Texte fourni.
+-------+
Le spectre de la récession
En 2012 l’épargne sera omniprésente, affirme Gino Van Ossel d’emblée. « Nous nous sommes assez vite remis de la récession précédente, mais tout porte à croire que 2012 ne sera pas une période évidente. Ce qui aura également son impact sur le climat des investissements ».
Les entreprises, collaborant avec des groupes d’investisseurs, ressentiront davantage la pression des marchés financiers. La bourse est instable, les actionnaires veulent des résultats rapides et ne sont donc plus intéressés par des projets à long terme ou des gros investissements.
« Lars Olofsson a voulu par exemple développer rapidement la formule Carrefour Planet, mais suite aux mauvais résultats sur le marché français, il a été rappelé à l’ordre par les actionnaires. De la même manière d’autres grands projets prendront du retard, tant pour les petits retailers que pour les grands groupes internationaux », estime le professeur Van Ossel.
Suite à l’index et l’inflation, les frais ne cessent d’augmenter. Par conséquent, selon lui, les commerçants dépenseront moins au niveau du personnel, de la publicité, … à tout niveau en fait.
Le secteur de la mode prédit l’imprévisibilité
Au niveau de la budgétisation l’incertitude est grande pour cette nouvelle année. « J’entends dire continuellement que la récession entraîne une grande nervosité. Principalement dans les secteurs étroitement liés aux saisons, notamment dans la branche de la mode, on est très prudent au niveau des commandes. » Les magasins de vêtements commandent moins de stock, craignant de se retrouver avec trop d’invendus.
L’angoisse est d’autant plus grande que 2011 n’a pas été non plus un grand succès. « Le secteur de la mode a connu une année très étrange. La saison d’été était excellente, entre autres grâce à l’arrivée précoce du beau temps, mais la saison d’hiver a été carrément dramatique. Au mois de mai la crise semblait derrière le dos et donc les consommateurs ont à nouveau fait du shopping. En automne toutefois cette confiance fragile s’est soudainement à nouveau effondrée, » observe Gino Van Ossel.
+-------+
Entrées extraites.

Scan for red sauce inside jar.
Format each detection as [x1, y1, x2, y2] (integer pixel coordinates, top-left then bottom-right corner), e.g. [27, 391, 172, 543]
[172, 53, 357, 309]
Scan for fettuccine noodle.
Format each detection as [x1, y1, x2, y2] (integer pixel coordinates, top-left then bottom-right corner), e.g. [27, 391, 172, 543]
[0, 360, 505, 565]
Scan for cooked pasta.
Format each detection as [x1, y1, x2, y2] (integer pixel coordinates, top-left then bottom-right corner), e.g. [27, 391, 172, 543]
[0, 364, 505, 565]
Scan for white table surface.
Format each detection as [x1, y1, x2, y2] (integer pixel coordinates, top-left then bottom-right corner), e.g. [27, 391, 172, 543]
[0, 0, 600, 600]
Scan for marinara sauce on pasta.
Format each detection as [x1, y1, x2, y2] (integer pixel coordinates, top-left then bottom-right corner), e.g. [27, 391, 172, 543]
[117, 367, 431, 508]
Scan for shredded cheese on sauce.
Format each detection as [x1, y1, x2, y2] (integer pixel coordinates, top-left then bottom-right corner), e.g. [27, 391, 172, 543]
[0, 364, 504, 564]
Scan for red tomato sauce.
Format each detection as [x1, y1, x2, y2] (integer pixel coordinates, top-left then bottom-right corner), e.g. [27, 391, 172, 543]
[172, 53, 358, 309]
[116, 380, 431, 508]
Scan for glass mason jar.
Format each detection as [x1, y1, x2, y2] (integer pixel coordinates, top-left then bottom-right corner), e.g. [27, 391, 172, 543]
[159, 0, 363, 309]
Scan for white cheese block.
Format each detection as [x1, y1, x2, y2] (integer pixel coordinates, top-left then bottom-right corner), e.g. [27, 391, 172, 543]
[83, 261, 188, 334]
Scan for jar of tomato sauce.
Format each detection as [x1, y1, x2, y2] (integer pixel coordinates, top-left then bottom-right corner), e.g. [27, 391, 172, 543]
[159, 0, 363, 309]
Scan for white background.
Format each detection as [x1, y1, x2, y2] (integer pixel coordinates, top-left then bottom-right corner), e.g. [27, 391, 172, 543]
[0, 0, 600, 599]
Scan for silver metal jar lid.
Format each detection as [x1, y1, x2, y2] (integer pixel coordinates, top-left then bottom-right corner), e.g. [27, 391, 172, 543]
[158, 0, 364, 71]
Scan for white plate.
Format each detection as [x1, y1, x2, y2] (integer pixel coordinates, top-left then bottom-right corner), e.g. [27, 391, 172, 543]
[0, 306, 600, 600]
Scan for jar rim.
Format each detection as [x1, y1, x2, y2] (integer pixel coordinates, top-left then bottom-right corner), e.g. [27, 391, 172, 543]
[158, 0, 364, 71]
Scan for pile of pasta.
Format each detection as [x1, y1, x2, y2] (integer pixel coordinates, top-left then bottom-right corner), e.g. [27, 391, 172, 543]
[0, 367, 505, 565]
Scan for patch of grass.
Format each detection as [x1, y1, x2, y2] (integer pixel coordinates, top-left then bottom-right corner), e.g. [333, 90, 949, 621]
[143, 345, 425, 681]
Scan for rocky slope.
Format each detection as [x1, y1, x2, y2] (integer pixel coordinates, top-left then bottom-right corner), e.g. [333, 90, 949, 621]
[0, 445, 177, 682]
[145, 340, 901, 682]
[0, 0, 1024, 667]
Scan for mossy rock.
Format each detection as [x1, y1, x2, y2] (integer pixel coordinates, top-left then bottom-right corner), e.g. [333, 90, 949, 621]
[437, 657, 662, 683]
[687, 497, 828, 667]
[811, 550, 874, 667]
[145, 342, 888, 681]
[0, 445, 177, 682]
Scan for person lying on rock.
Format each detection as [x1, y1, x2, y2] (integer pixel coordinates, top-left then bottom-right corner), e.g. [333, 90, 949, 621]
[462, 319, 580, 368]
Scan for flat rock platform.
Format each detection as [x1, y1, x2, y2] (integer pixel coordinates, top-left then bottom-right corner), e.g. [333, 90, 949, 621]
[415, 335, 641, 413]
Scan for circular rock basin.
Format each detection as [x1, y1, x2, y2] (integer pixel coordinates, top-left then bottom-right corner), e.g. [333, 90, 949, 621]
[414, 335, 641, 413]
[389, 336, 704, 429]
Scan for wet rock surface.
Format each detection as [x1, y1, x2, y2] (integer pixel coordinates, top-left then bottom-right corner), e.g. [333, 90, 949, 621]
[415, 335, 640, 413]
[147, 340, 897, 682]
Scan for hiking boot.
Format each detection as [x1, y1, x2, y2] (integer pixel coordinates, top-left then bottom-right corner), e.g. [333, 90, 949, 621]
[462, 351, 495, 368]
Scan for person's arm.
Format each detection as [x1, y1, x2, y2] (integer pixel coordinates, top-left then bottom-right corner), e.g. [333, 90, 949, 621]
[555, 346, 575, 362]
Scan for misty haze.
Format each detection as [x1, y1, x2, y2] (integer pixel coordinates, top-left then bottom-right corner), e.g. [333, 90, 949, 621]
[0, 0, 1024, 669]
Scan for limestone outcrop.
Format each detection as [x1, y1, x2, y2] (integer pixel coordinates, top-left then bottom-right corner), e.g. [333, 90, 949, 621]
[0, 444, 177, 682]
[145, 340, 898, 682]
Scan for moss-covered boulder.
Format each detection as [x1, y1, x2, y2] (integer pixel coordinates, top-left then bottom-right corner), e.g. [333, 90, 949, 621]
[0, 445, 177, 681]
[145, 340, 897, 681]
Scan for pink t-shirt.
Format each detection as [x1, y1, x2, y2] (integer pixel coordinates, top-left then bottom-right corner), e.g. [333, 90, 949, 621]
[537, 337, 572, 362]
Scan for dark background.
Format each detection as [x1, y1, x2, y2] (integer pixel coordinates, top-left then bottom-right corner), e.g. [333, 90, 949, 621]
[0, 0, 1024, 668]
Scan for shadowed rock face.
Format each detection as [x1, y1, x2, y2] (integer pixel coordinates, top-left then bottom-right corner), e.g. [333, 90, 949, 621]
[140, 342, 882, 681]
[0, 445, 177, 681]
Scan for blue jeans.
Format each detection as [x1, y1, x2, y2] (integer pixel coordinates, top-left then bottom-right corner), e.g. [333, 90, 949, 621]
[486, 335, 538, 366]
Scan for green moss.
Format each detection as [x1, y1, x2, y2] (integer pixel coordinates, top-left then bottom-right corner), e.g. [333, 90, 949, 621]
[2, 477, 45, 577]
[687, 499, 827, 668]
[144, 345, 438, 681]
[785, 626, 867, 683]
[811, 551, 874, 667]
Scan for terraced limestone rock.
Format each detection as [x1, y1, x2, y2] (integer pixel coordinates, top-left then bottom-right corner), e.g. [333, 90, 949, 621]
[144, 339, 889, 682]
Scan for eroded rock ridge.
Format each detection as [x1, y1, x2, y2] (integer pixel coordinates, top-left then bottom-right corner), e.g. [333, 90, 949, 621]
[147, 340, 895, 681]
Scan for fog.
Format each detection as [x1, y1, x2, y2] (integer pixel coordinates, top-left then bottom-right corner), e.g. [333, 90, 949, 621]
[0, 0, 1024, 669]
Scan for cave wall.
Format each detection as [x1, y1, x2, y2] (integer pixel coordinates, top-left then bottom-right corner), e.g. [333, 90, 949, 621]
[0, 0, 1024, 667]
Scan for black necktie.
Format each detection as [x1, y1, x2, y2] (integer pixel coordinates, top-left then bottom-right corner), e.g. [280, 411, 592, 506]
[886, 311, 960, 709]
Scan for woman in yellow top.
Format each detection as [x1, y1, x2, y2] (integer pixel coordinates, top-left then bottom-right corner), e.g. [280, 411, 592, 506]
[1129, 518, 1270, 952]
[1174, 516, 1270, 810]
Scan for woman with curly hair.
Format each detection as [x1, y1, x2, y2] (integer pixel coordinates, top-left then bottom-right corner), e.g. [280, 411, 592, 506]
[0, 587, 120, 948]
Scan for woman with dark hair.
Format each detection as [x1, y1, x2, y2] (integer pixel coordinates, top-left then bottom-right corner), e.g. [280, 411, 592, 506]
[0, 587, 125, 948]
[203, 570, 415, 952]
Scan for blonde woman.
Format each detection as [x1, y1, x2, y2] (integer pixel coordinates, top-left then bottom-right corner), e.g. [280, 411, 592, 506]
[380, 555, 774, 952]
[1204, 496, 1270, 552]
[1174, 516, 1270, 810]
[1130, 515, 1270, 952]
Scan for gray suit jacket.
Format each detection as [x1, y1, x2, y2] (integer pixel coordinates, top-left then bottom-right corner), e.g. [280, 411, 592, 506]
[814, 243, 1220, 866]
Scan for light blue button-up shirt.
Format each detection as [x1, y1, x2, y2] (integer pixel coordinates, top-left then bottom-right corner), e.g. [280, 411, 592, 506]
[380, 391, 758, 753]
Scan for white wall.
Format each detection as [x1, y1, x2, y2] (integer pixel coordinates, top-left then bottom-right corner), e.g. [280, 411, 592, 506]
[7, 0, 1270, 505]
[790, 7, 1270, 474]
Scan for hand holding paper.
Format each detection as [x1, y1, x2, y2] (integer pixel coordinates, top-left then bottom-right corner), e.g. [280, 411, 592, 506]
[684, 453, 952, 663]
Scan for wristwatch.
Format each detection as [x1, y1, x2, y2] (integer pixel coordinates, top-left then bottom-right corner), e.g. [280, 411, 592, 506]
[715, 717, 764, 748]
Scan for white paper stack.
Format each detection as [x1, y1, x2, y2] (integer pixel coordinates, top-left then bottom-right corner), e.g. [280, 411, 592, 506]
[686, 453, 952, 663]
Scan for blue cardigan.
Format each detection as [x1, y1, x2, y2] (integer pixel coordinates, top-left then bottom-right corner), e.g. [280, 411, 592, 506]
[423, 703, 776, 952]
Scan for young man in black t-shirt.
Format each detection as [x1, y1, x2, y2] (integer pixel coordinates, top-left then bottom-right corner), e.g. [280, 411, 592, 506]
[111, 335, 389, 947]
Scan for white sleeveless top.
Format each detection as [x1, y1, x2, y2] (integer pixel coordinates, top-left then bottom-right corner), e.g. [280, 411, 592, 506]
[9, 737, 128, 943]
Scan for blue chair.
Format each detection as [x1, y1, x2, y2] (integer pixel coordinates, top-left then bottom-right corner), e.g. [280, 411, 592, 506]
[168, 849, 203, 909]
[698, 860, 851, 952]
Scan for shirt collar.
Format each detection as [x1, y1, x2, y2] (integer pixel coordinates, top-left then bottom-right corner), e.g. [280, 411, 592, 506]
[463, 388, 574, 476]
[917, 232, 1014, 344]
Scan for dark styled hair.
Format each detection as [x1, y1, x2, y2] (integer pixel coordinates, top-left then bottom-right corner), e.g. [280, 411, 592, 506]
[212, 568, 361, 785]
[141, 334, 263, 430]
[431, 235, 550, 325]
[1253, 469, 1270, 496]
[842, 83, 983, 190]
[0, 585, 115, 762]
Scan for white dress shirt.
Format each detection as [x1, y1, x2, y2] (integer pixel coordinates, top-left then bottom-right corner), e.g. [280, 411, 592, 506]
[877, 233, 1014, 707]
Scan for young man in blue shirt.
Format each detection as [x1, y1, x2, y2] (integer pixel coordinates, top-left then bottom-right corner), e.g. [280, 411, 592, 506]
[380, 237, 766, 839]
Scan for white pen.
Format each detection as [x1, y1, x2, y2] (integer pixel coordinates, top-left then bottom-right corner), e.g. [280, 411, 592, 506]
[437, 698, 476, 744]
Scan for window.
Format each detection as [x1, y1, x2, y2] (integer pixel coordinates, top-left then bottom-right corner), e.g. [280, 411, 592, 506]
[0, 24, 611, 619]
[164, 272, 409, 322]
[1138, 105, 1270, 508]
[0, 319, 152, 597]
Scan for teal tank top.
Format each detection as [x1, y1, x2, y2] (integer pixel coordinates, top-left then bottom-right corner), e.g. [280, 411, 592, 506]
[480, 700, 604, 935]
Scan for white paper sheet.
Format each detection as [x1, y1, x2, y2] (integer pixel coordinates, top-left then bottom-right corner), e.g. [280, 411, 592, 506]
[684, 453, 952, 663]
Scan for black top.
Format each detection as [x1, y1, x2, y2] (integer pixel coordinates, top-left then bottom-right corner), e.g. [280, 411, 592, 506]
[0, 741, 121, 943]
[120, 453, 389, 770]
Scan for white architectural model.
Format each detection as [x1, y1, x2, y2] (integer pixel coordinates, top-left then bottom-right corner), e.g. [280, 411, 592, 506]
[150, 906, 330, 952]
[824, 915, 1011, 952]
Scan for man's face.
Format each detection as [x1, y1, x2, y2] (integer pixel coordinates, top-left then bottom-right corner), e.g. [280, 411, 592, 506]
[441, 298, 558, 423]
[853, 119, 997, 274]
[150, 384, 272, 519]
+-------+
Consigne donnée. Dans le texte sur la récession et le commerce, pourquoi les magasins de vêtements commandent-ils moins de stock ? Répondez en vous appuyant uniquement sur le texte.

Réponse à l'exercice. Ils craignent de se retrouver avec trop d'invendus.